Continue the blog post about long runs and the month without beer from the point where it stops.

--- TEXT BLOCK Enclosed Below ---

I post here today because yesterday, half way through running 22km(*), I had a realisation that brought great satisfaction: even though I pursued the extreme program of Sucktember for no one else other than myself, my regular long runs have also inspired someone to better their health with exercise. It was a comment from a while ago now, but it is purely heart warming to be told that my actions have resulted in someone else's pursuit for improving their fitness health. Something I have done, without the intention to influence, has made a small positive difference.

Over the past month I have filled my Twitter and Facebook feeds, as well as this blog, with nothing else but exercise updates and lack-of-beer-whinging, but from it has come constructive impact...and no matter how small, that is special.

Fat James at age 21.

--- End of Enclosed TEXT BLOCK ---
--- MATERIAL SHOWN Enclosed Below ---

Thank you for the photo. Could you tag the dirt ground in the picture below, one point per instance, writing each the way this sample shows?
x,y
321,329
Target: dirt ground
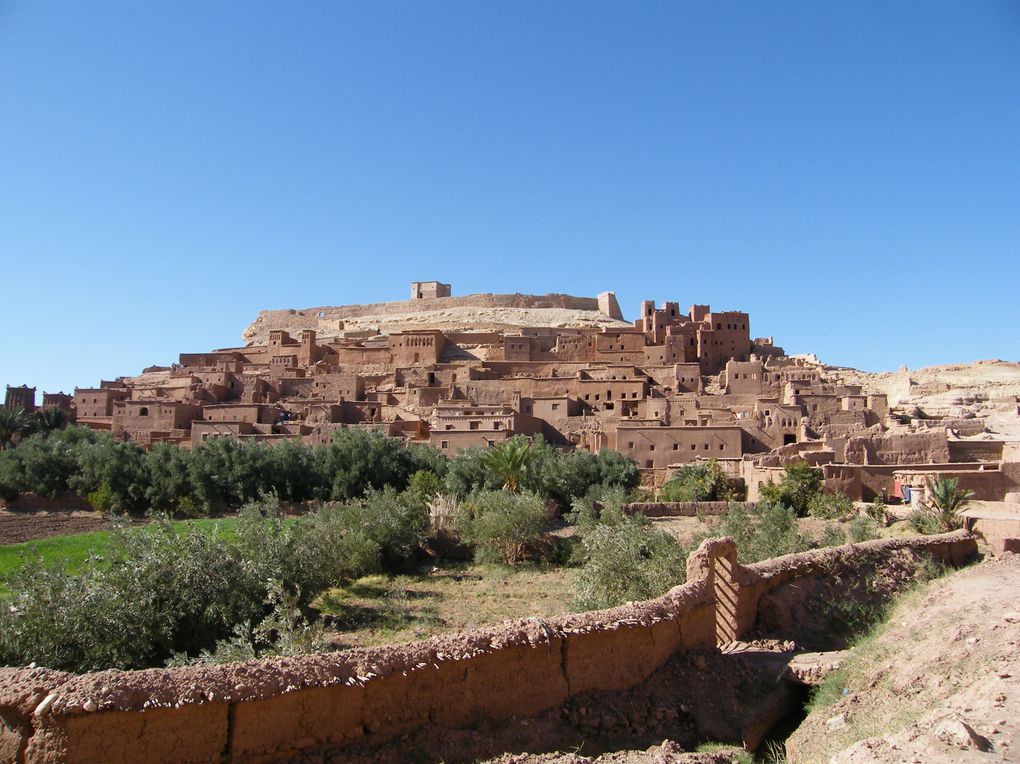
x,y
24,526
940,683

--- End of Enclosed MATERIAL SHOWN ---

TASK ANSWER
It's special to me because I know intimately both ends of the scale.  I did not have a healthy body until the age of 29. Through all my youth and early adulthood - from the earliest of my teenage years to deep into my twenties - I was obese (pushing into WHO Class III obesity of "very severe"). After five years of arduous hard work (then even more hard work) and plenty of lifestyle change along the way, I thankfully discovered real health and fitness, gaining the body I have today. Now my cardio fitness and weight** supports my ability to run a long way...and live longer.

32 & ready to run again!
I now know big change is possible, after believing for so long that it could never happen. From experience I also understand that it is much better to be fit than fat. Consequently, I desire to share with others the goodness of being in top condition whilst still being able to enjoy pleasures like beer, cheese and chocolate. Mmmm.

If you are very unfit/unhealthy, the journey to significant improvement will be long and painful, and it will also be via a different path for everyone (just find what works for you!), but the reward is fantastic!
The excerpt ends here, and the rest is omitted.